# Gigabyte R9 280X OC 3 GB



## W1zzard (Oct 22, 2013)

Gigabyte's R9 280X OC comes at no price premium, yet features an overclock out of the box and uses the company's famous triple-fan WindForce 3X cooling solution. With a 100 MHz GPU overclock, it manages to beat the much more expensive GTX 770 in real-life performance.

*Show full review*


----------



## dj-electric (Oct 22, 2013)

Have it on hand. Gigabyte - i expect nothing less than a BIOS update that does justice with this card.


----------



## buildzoid (Oct 22, 2013)

In the first paragraph of the closer look page you have a typo it says 5 heatpipes but there's on 3 visible in the picture
Also the vrm design is really cheap looks worse than a reference 7970.
Also 1.26v is stupid high for default voltage. Even at 1100mhz.


----------



## dj-electric (Oct 22, 2013)

It does have only 3 pipes, a rather weird but cost-effective choice for GB.
Power delivery system isn't half bad actually...


----------



## Pumper (Oct 22, 2013)

45 dB load? Does not sound right.


----------



## dj-electric (Oct 22, 2013)

IDK if u pun but even under 63-64C this card is LOUD, fan reach 75%. Unreasonable.


----------



## Casecutter (Oct 22, 2013)

This is again very bizarre... Again looking at the Gigabyte GTX770 it was 33dbA @ 76°C, here Gigabyte gives 45dbA @ 69°C?  Something is just strange with the way AIB's are releasing these R9 280X, it seems like all of the AIB have futzed with the fan profiles or the cheapen the fans (although similar in appearance), and other going ons’.   

Look at Windforce cooler on the GTX770 it has 6 H-P's, the R9 280X has only 3 H-P, but can run much cooler?  Sure they run the fans are much faster (if they are the same specs) but why?  Here's what's striking (again as was with the Asus twins) the Gigabyte GTX 770 is dissipating some 25% less watt's (peak) than the R9 280X, but runs hotter with 6 H-P's.  It's all a little strange the these AIB's aren't able to give at least something comparable in these situations. 

I think this Gigabyte cut to many corners to give use that price, would need to see the fan profile could be juggled to minimize noise while holding at 73-75°C which won't be an issue with a Tahiti.


----------



## W1zzard (Oct 22, 2013)

Dj-ElectriC said:


> Have it on hand. Gigabyte - i expect nothing less than a BIOS update that does justice with this card.



I went through 3 BIOSes from Gigabyte and the one I used seems to be the final one they are willing to release.



Casecutter said:


> I think this Gigabyte cut to many corners to give use that price, would need to see the fan profile could be juggled to minimize noise while holding at 73-75°C which won't be an issue with a Tahiti.



completely agree


----------



## Ahhzz (Oct 22, 2013)

[Record excerpts]
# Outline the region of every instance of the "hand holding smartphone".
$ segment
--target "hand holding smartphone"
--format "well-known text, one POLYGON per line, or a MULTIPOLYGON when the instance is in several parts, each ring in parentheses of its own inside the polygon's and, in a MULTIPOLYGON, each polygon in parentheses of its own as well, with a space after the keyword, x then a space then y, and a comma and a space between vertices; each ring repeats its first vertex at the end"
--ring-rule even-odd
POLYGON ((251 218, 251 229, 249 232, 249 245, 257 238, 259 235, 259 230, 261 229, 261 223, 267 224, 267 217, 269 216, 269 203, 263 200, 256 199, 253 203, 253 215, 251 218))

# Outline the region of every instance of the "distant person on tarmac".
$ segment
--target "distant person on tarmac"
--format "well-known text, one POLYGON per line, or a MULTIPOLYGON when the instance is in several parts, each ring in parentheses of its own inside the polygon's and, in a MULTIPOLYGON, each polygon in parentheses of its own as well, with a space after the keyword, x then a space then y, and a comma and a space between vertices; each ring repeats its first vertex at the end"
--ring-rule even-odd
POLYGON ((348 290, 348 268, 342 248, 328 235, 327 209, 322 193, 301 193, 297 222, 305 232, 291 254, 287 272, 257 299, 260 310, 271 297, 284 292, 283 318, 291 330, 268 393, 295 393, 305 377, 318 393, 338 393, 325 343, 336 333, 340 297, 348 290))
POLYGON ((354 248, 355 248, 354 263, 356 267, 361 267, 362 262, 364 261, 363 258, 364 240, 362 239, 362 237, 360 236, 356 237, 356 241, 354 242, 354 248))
==
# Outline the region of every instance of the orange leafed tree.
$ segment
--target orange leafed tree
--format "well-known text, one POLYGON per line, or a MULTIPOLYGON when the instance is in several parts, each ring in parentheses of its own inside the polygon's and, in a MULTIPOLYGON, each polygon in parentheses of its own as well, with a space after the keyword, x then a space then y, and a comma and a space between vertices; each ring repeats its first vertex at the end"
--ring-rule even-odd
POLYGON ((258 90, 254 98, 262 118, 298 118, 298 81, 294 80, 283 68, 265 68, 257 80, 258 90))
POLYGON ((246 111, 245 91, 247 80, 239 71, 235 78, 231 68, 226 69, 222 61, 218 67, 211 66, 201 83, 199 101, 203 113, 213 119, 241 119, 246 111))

[Directives]
(a) In the forum thread on the Gigabyte R9 280X OC review, how many BIOS versions from Gigabyte did W1zzard say he went through?
(b) Carry the forum thread on the Gigabyte R9 280X OC review forward from its last line.

[Results for the exercise]
(a) Three.

(b)
Thx wiz


----------



## AlderaaN (Oct 22, 2013)

*Thank you very much, W1zzard for the review!*

Also, your time spent back and forth with GIGABYTE,
in order to try and get them to realize the importance of not only performance - but comfort (i.e: less operating noise when gaming) - is appreciated.

Alas, this time around GIGABYTE chose to stand on their back legs and keep the card's fan profile at a way too aggressive setting.



Spoiler



I used to own this GIGABYTE card and was very happy with both its performance and quietness.
I sold it less than a couple of weeks ago when I bought my new gaming rig (listed in my profile), in preparation for Battlefield 4.

When GIGABYTE first announced their R9 280X OC card, featuring the WINDFORCE 3X cooling solution I was super excited, since I've already seen benchmarks of other brands carrying the R9 280X. More so when its street price cropped.

Then, after seeing the first review that took note of what I think is a terrible fan aggression profile choice - doubt crept in.

I've also posted about this issue over at GIGABYTE's technical support forums (via TweakTown), but haven't received any satisfactory reply as of yet.

And though I currently have no reservations in using MSI Afterburner to control its fans if needed, I don't think my new gaming rig will hone the power of this card in CrossFire.


*TL DR*:
If it was quieter out-of-the-box it'll be a simple case of "Here GIGABYTE, take my money. I'll buy two of these right now".

Now instead of gaming, I'm just back to playing the waiting game either for a GTX 780, GTX 780 Ti, a Custom Cooled R9 290 or maybe even a different R9 280X brand that's been proven to be much, _much_ quieter in comparison to the GIGABYTE -- like the ASUS R9 280X DC II TOP.


Regards,


----------



## dj-electric (Oct 22, 2013)

Did some thermals.

at game load, the fan goes up to 74%, noise levels are horrible. 66C
Manually set to 45% fan we cut the noise to about a half, core peaks at 77C


----------



## mascotzel (Oct 22, 2013)

from the conclusion


> Native full-size HDMI and *DisplayPort*


I don't see it in the pictures.


----------



## Casecutter (Oct 22, 2013)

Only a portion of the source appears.